If the ballot papers aren’t altered, Hennessy defeats the Right’s Julie Warren and the Centre’s Ann Corcoran. But in a clear debauchery of process, after it becomes clear Warren is going to lose to Hennessy, the Right’s Victorian faction organiser, Steven Conroy, a protege of the formidable Robert Ray, gets Warren to withdraw her candidacy. But before she does this, four of the Right’s executive delegates amend their ballot papers by inserting second preferences, by phone to Walsh, to ensure the Centre’s Corcoran defeats Hennessy once Warren pulls out.

Very neat, indeed. Walsh admits amending the ballot papers on request, but denies vigorously improper behaviour. He’s kidding, surely. The Left fumes and cries rort, but only inside the party, and are stymied from further action because 1) there’s no appeal process, and 2) court action is out of the question for obvious reasons, not least the nearness of the by-election. It’s simply too late to do anything.

Remarkably, the less rabid of Hennessy’s factional allies do not think Geoff Walsh a brigand. They just think him an innocent who was conned by Steven Conroy. Said one, without bitterness: “Playing snooker with Hawkie hasn’t equipped Walsh for dealing with Conroy.” No, it didn’t. Nor did it do a lot for perceptions of administrative competence.

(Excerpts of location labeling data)
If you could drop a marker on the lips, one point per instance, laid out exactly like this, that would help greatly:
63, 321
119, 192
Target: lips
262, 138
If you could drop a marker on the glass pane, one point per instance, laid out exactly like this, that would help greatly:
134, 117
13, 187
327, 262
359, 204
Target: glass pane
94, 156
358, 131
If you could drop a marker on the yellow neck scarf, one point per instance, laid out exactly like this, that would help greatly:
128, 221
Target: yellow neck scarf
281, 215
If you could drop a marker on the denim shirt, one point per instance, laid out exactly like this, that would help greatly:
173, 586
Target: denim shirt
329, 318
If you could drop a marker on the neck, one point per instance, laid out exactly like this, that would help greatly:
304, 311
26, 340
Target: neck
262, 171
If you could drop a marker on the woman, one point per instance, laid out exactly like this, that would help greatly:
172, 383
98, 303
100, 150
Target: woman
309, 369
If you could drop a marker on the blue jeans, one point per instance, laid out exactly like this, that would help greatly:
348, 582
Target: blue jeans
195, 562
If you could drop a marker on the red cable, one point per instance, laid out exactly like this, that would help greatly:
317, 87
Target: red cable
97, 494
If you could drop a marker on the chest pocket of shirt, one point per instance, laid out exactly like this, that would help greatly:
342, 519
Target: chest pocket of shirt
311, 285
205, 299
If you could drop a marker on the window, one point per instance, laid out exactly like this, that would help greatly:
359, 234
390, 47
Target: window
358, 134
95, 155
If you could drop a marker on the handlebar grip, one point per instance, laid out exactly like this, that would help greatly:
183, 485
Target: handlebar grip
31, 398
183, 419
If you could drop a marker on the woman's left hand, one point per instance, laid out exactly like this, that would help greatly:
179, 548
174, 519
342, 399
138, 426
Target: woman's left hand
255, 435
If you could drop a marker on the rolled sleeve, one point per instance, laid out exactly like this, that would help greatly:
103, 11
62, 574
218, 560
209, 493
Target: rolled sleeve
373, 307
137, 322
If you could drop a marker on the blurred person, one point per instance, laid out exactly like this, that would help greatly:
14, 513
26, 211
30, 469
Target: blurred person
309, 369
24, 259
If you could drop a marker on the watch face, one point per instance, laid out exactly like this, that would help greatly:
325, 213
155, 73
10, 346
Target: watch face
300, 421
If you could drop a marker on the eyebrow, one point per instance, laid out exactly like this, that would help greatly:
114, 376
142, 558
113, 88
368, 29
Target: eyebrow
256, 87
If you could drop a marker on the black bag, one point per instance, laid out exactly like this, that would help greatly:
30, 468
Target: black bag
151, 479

# Tasks to perform
**A.** Answer these questions from the passage on the ballot dispute:
(i) Who was the Right's Victorian faction organiser?
(ii) How many of the Right's executive delegates amended their ballot papers?
(iii) According to one of Hennessy's factional allies, what has not equipped Walsh for dealing with Conroy?
**B.** Output everything in the ballot dispute passage from "If the ballot" down to "Warren pulls out.", word for word.
You can set the data aside, since nothing here depends on it.

# Results for the exercise
**A.**
(i) Steven Conroy
(ii) Four
(iii) Playing snooker with Hawkie

**B.**
If the ballot papers aren’t altered, Hennessy defeats the Right’s Julie Warren and the Centre’s Ann Corcoran. But in a clear debauchery of process, after it becomes clear Warren is going to lose to Hennessy, the Right’s Victorian faction organiser, Steven Conroy, a protege of the formidable Robert Ray, gets Warren to withdraw her candidacy. But before she does this, four of the Right’s executive delegates amend their ballot papers by inserting second preferences, by phone to Walsh, to ensure the Centre’s Corcoran defeats Hennessy once Warren pulls out.